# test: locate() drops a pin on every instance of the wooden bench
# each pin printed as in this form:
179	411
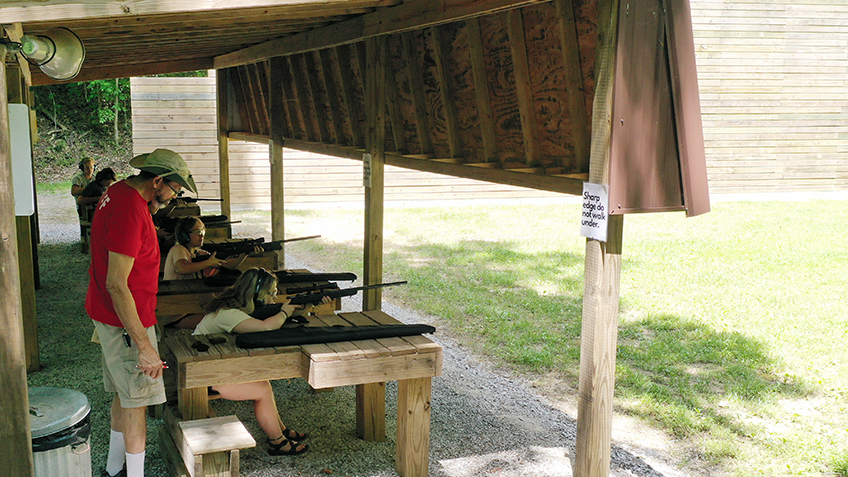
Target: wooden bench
204	447
366	364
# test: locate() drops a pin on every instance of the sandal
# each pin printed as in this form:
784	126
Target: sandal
277	449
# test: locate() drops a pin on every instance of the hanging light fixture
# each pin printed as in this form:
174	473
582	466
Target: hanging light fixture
59	53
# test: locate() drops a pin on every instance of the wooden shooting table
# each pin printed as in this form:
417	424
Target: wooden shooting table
182	297
367	364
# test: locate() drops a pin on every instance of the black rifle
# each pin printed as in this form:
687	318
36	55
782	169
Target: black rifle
229	249
192	200
314	298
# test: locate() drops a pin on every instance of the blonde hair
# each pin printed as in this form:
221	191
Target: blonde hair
253	285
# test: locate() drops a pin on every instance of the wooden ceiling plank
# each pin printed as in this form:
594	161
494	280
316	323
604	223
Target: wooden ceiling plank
275	87
296	122
393	105
16	11
259	84
580	134
481	90
524	91
242	98
300	89
317	103
245	17
330	86
346	79
416	87
406	17
441	53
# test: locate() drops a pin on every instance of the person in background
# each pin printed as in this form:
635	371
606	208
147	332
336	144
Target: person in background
92	192
121	300
81	180
230	313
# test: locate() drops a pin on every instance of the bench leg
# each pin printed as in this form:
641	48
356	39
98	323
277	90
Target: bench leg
193	403
371	411
413	439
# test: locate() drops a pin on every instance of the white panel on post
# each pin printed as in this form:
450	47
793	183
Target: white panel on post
22	181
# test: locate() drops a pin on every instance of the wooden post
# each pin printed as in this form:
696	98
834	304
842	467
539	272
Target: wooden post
371	398
223	144
15	434
278	121
17	93
599	334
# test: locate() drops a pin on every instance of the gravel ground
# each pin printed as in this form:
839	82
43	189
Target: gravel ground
484	422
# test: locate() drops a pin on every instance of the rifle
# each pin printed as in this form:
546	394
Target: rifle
229	249
192	200
314	298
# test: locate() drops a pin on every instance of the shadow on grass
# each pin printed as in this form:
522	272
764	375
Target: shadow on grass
526	309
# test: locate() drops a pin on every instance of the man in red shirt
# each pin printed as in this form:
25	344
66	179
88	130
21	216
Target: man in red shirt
121	299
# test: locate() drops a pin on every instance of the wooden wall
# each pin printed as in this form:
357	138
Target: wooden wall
179	113
773	79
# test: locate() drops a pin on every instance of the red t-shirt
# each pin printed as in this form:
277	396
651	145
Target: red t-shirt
123	225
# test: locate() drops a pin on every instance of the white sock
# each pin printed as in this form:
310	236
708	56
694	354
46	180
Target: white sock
135	464
117	453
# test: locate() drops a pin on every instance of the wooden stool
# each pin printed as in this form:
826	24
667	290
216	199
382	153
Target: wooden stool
209	446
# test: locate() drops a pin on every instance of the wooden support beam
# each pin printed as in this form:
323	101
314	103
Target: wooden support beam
318	105
441	53
580	134
14	32
481	90
324	58
387	21
277	101
222	105
342	56
599	333
395	116
371	398
15	433
524	91
416	87
300	88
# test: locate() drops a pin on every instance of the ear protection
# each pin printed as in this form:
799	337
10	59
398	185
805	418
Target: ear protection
261	280
182	232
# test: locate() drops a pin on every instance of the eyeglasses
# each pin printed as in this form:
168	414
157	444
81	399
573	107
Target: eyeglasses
172	188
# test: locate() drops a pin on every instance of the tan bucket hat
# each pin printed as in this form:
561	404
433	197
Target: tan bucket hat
167	164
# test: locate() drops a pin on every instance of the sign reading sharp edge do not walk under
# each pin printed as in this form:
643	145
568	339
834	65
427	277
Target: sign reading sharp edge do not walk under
593	219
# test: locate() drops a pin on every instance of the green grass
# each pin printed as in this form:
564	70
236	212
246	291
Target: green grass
53	186
732	326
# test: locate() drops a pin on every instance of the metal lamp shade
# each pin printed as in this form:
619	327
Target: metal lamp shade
59	53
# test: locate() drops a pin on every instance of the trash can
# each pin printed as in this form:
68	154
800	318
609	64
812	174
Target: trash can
61	425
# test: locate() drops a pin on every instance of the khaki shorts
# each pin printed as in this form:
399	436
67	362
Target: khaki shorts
120	372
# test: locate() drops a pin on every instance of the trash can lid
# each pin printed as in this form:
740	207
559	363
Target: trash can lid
55	409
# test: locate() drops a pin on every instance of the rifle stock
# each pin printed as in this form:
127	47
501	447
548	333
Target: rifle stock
224	250
315	297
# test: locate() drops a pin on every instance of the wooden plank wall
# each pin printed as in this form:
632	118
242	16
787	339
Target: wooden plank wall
773	81
773	78
179	113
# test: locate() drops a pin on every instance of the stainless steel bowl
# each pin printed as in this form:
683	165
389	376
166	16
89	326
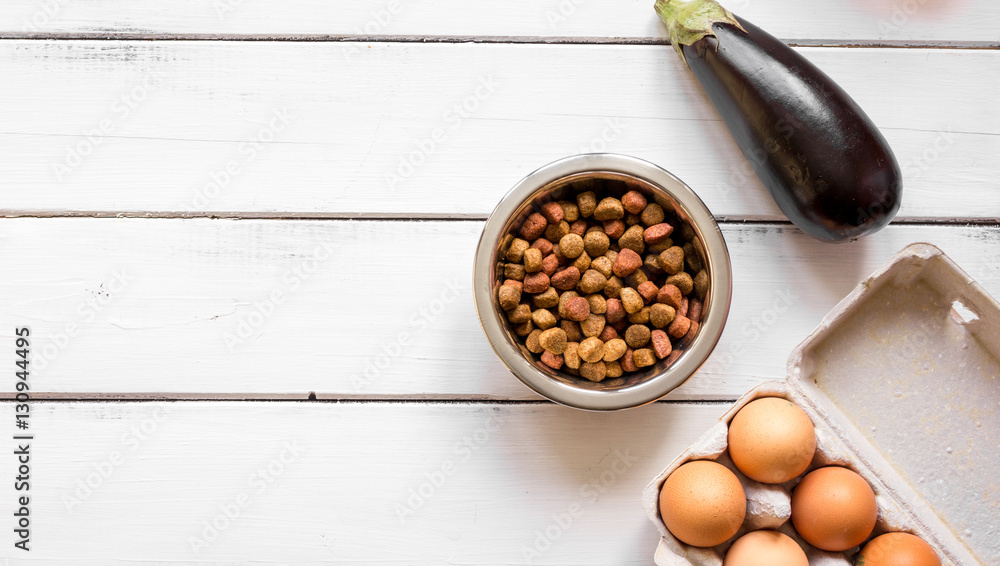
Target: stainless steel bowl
553	182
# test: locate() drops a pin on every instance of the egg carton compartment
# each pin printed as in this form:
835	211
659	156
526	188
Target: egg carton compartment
894	361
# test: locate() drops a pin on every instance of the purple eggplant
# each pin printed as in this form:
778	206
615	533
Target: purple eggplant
821	158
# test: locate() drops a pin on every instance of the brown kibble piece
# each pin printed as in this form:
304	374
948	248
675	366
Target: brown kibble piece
596	243
661	315
643	358
631	300
657	233
637	335
672	260
614	229
632	240
520	314
591	349
509	296
553	340
670	295
648	290
572	355
626	263
532	260
682	281
652	214
571	213
615	311
553	212
577	309
593	326
593	281
572	330
554	361
516	250
614	369
609	333
609	208
536	283
614	349
628	364
640	317
661	343
571	246
532	343
586	202
566	279
514	271
546	300
701	284
694	309
595	371
633	202
679	327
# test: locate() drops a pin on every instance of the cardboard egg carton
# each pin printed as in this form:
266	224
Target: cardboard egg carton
902	382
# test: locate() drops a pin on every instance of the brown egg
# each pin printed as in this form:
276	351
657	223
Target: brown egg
897	549
834	509
765	548
702	503
771	440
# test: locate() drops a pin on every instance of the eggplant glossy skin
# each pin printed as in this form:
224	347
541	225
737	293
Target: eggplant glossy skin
822	159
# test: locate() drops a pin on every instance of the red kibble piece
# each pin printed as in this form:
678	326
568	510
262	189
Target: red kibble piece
554	361
648	290
543	245
615	311
577	309
671	296
608	334
533	226
626	263
679	327
694	310
661	343
553	212
657	233
566	279
634	202
536	282
550	264
614	229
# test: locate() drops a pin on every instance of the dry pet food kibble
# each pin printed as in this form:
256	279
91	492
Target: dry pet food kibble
603	283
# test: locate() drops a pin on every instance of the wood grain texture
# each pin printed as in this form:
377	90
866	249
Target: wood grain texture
435	129
331	483
878	21
369	309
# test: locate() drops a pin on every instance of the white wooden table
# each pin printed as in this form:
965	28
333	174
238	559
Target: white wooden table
220	217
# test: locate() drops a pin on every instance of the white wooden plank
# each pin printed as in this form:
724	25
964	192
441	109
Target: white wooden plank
177	126
834	20
340	478
261	307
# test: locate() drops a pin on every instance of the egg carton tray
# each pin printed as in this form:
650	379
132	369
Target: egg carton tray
902	382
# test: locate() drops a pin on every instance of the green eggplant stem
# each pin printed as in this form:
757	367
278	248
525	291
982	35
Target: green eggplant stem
692	20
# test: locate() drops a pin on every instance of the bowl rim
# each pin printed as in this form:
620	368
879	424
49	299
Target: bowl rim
711	326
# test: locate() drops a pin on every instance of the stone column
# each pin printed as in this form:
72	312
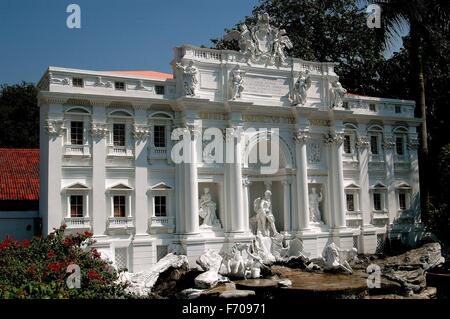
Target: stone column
246	185
191	183
389	159
235	179
300	138
51	173
287	205
141	132
99	131
364	198
368	238
335	144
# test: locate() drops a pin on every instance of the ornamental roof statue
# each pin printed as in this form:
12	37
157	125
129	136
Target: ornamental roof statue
261	42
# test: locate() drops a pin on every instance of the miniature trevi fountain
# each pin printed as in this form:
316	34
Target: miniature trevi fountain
274	266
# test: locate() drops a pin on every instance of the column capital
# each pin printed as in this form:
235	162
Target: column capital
301	136
99	130
388	142
362	142
141	132
334	138
54	127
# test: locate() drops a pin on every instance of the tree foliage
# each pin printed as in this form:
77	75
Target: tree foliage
19	116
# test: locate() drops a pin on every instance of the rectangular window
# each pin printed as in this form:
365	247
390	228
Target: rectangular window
402	201
119	134
76	133
76	206
347	144
120	86
159	89
160	206
399	145
77	82
374	144
119	206
159	137
376	201
350	203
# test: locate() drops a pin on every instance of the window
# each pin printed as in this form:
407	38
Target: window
347	144
374	144
119	134
160	206
376	201
402	201
120	86
350	202
159	137
159	89
76	133
76	206
77	82
399	145
119	206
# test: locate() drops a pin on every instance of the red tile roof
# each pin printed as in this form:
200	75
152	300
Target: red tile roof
145	73
19	174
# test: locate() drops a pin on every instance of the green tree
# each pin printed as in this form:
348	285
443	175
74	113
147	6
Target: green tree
422	17
19	116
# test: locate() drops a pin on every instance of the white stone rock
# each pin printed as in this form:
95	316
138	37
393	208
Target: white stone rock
210	260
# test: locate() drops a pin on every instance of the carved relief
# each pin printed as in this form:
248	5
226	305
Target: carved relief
300	88
141	132
189	78
262	42
54	127
101	83
337	93
99	130
237	82
314	151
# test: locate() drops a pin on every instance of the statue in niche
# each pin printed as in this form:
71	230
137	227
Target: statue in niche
300	89
189	78
246	42
237	82
207	210
265	218
337	93
314	202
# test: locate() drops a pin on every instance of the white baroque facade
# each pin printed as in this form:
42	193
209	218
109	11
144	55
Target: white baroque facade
106	164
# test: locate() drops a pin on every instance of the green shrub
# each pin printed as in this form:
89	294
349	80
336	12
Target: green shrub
38	268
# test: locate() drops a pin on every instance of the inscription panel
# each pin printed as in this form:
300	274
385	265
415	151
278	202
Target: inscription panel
266	86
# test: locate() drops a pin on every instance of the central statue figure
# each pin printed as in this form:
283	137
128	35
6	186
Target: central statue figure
263	210
207	209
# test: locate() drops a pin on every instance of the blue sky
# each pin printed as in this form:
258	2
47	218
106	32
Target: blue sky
114	34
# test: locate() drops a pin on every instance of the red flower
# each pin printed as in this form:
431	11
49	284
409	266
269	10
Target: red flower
93	275
95	253
54	267
68	242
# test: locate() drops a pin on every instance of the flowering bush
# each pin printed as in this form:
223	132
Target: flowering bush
39	268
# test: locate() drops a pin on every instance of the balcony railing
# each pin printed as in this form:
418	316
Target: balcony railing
120	151
120	222
76	150
77	222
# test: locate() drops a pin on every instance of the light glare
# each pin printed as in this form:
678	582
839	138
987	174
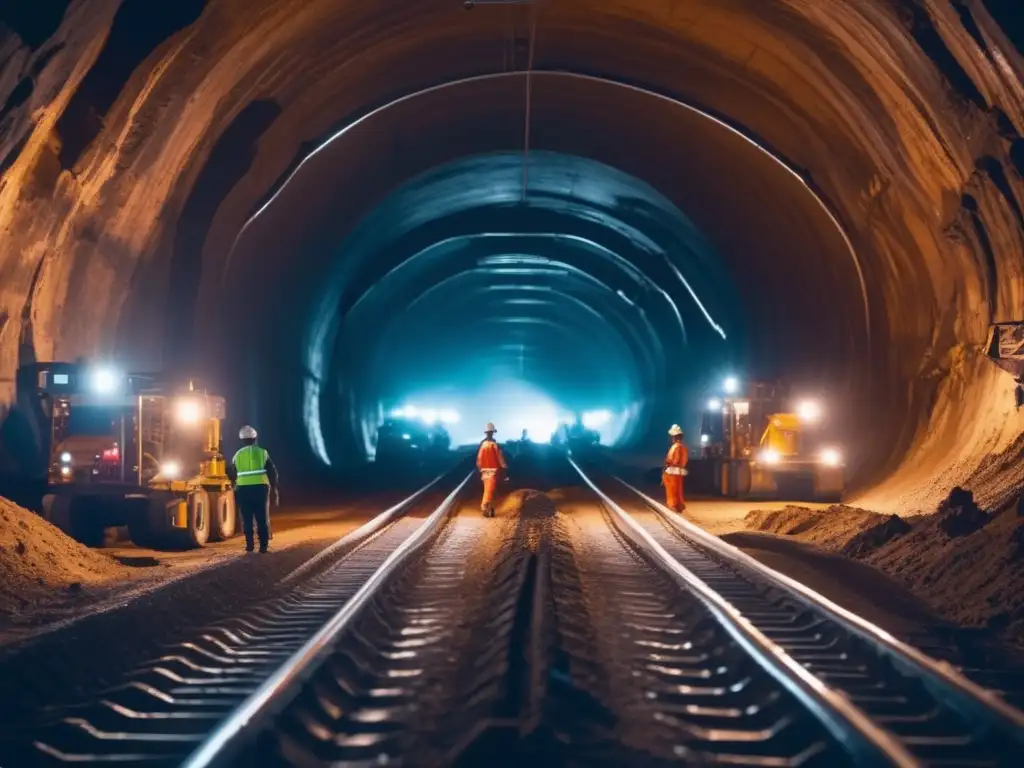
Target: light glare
103	380
832	458
187	411
809	411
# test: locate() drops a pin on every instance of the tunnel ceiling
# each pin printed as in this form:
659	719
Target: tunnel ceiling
855	168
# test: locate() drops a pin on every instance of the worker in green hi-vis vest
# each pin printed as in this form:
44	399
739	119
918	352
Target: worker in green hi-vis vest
255	477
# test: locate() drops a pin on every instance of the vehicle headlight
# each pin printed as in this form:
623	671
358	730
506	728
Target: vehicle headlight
188	411
830	458
809	411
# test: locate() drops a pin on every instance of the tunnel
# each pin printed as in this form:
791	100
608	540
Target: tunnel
331	208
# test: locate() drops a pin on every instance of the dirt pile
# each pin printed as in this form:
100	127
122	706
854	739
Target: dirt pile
39	563
526	503
966	563
835	528
875	537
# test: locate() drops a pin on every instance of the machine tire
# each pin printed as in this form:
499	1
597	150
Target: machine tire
84	526
223	516
56	511
197	531
743	479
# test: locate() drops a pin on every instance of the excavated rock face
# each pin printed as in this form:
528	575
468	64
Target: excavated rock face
134	143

__Exercise directions__. Take the line with "the vehicle headlight" and all lines after it through the end of the records, and write them out exactly; include nothing else.

__Answer to the task__.
# test: locate() drops a pin on every instance of the vehicle headlight
# each pin printed as in this form:
623	671
358	730
506	728
Target: vehicle headlight
188	411
830	458
809	411
# test: locate() drops a pin on every instance of the tunnel
# each pin printed as in this form:
791	100
608	540
Target: tunnel
331	208
# test: locate() drops a pin on every instance of the dirt pile
# each pin printed as in this form:
100	127
122	706
854	739
Target: dirt pile
39	563
526	503
966	563
835	528
875	537
# test: locate() drops a pin on every instance of the machine tire
# each pin printed as in this form:
499	1
597	150
Target: machine tire
84	526
223	516
56	511
197	531
743	479
# test: locate() drops a pin on every instance of the excavated rock face
# each pin printed as in this form:
528	575
468	64
Target: excavated rock face
134	143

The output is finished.